Start of PROVIDED TEXT

I'm trying to aggregate approximately two million rows based on user.
One user has several Transactions, each Transaction has a Platform and a TransactionType.I aggregate Platform and TransactionType columns as json and save as a single row.
But my code is slow.
How can I improve the performance?
public static void AggregateTransactions()
{
using (var db = new ApplicationDbContext())
{
db.ChangeTracker.AutoDetectChangesEnabled = false;
//Get a list of users who have transactions
var users = db.Transactions
.Select(x => x.User)
.Distinct();
foreach (var user in users.ToList())
{
//Get all transactions for a particular user
var _transactions = db.Transactions
.Include(x => x.Platform)
.Include(x => x.TransactionType)
.Where(x => x.User == user)
.ToList();
//Aggregate Platforms from all transactions for user
Dictionary<string, int> platforms = new Dictionary<string, int>();
foreach (var item in _transactions.Select(x => x.Platform).GroupBy(x => x.Name).ToList())
{
platforms.Add(item.Key, item.Count());
};
//Aggregate TransactionTypes from all transactions for user
Dictionary<string, int> transactionTypes = new Dictionary<string, int>();
foreach (var item in _transactions.Select(x => x.TransactionType).GroupBy(x => x.Name).ToList())

End of PROVIDED TEXT
Start of SOURCE DATA

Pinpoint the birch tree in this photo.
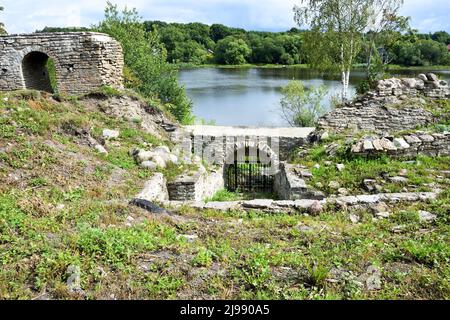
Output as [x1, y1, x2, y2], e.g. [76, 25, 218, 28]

End of SOURCE DATA

Please echo the slow-aggregation post word for word, between "I'm trying to" and "db = new ApplicationDbContext())", inclusive.

I'm trying to aggregate approximately two million rows based on user.
One user has several Transactions, each Transaction has a Platform and a TransactionType.I aggregate Platform and TransactionType columns as json and save as a single row.
But my code is slow.
How can I improve the performance?
public static void AggregateTransactions()
{
using (var db = new ApplicationDbContext())